[Work to be completed] What is needed is an exact transcription of the listing, with the images removed.

[Extracted entries]
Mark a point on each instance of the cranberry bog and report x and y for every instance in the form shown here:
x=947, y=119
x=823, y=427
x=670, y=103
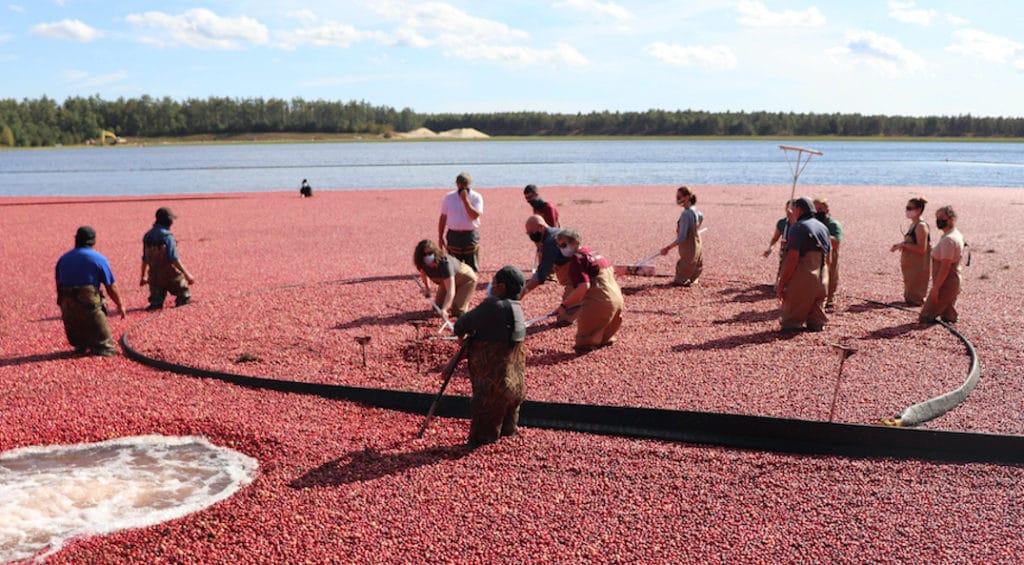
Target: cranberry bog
x=288, y=288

[Task solution]
Mark a point on each instance of the cranberry bog and report x and y for every instance in the form shown here:
x=947, y=119
x=823, y=427
x=670, y=103
Target: cranberry bog
x=288, y=288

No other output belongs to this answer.